<<<<
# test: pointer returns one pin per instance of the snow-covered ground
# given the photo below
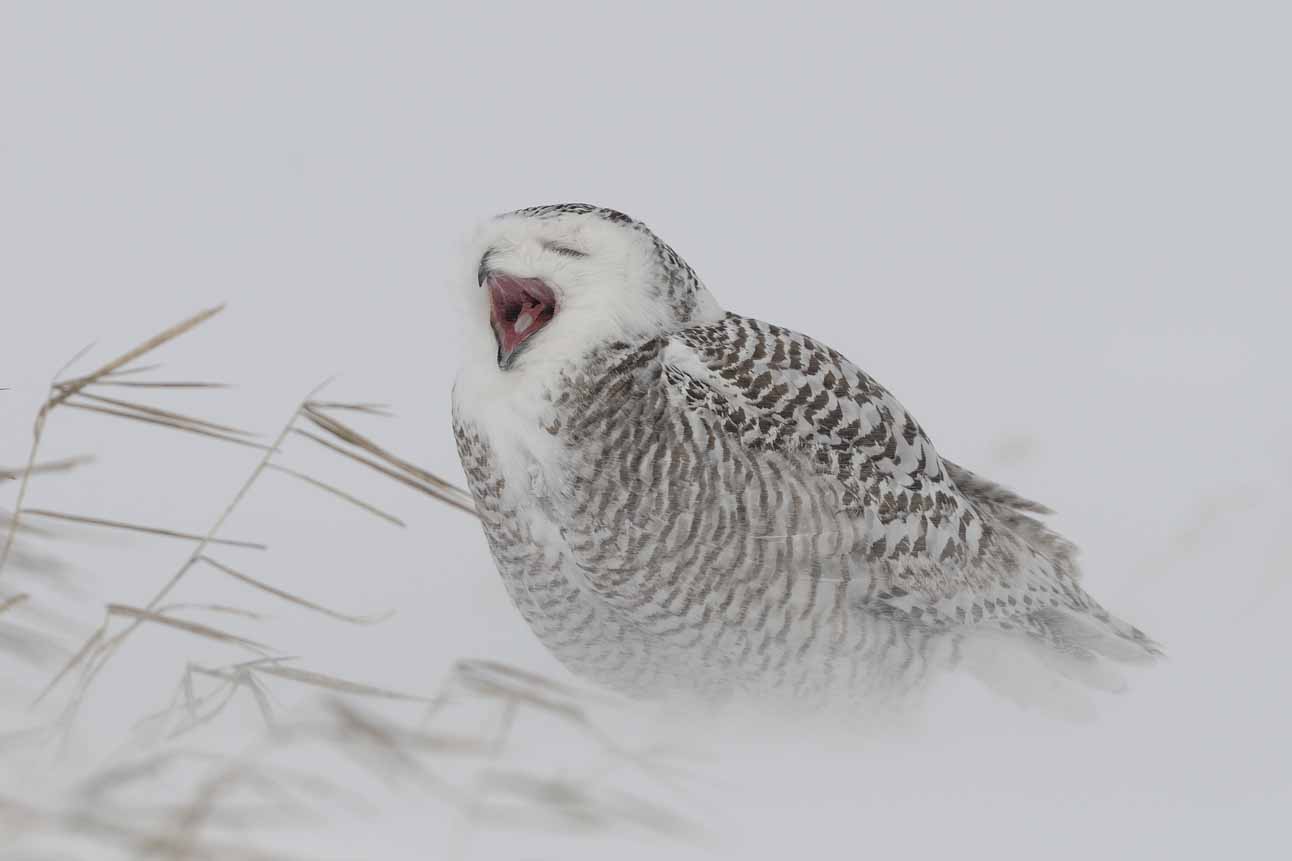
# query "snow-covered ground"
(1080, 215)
>>>>
<<<<
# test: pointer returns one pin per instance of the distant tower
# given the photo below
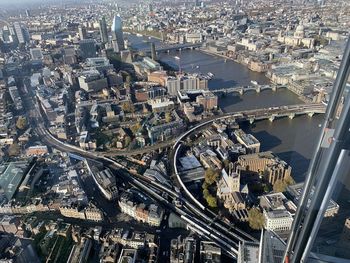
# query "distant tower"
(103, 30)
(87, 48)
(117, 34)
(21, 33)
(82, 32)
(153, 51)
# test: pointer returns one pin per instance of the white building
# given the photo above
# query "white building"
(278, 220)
>>>>
Copy the rows from the line with "# test: pointer returns one pin per instance of the snow-covered" to the line with "(1080, 215)", swapping "photo" for "image" and changing nothing else. Omit the pictures.

# test: pointer returns one pin per instance of the snow-covered ground
# given the image below
# query "snow-covered ground"
(1080, 215)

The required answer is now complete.